---------- Data rows

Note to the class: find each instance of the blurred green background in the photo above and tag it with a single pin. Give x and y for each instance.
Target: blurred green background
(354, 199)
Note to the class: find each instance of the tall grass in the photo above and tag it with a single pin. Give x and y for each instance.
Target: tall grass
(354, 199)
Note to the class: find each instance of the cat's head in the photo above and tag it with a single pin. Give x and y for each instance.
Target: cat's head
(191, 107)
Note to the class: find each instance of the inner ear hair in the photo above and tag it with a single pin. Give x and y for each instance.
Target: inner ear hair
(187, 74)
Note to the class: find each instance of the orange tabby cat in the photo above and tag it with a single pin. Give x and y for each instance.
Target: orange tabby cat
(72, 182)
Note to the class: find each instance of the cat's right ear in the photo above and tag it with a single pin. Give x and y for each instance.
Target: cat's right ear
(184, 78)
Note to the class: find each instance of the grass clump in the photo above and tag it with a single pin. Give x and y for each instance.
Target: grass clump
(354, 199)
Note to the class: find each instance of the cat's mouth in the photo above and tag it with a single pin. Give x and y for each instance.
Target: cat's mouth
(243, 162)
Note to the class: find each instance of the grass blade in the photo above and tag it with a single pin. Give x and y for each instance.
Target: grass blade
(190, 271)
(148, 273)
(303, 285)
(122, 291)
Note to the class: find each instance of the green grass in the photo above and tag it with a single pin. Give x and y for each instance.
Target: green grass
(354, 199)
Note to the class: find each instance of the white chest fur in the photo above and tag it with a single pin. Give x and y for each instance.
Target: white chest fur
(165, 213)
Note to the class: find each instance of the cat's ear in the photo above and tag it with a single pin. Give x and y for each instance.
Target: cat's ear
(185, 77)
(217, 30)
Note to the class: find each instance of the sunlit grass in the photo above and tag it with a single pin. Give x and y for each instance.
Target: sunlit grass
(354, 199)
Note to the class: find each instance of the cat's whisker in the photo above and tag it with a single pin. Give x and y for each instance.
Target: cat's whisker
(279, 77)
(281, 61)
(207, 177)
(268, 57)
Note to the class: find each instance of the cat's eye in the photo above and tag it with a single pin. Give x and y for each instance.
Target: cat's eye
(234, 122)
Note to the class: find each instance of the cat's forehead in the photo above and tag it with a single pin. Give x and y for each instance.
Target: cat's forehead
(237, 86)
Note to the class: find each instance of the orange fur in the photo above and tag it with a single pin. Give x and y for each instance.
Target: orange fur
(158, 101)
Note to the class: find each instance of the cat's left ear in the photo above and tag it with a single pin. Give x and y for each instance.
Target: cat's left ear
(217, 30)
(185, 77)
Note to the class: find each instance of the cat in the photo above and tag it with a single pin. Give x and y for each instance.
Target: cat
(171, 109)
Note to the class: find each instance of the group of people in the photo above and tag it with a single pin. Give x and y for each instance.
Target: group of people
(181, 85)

--------------------

What to work on —
Reproduce the records above exactly, starting with the line that contains "Note to the class: find each instance of the cat's whisker" and ending with the last line.

Full solution —
Note to the class: find each instance of the cat's whisker in the photo above and tag it with a single pin. Give x and y for each instance.
Target: cat's whisker
(279, 77)
(281, 61)
(207, 177)
(268, 57)
Note to the class: find each instance of the cat's eye in the photo above and tag it with a single pin. Give x and y for each instance.
Target: cat's eye
(234, 122)
Note to the class: find each instance of the cat's forehead in the photo above and tag it with a single pin. Give x and y for each instance.
Target: cat's forehead
(237, 86)
Note to the class: find each instance of the orange fur in the photo above and tag it with a single pin. Give x and y for each instance.
Target: orange fur
(158, 101)
Note to the class: find each instance of the cat's left ear in the photo above and tag it with a single pin. Give x and y for each instance.
Target: cat's left ear
(217, 30)
(185, 77)
Note to the class: find each instance of the cat in the photo above and tag it with a single pin. Give x and y for each instance.
Target: cat
(171, 109)
Note to the class: find each instance of the group of people in the photo above and tag it with a single pin. Give x and y for each instance.
Target: group of people
(181, 85)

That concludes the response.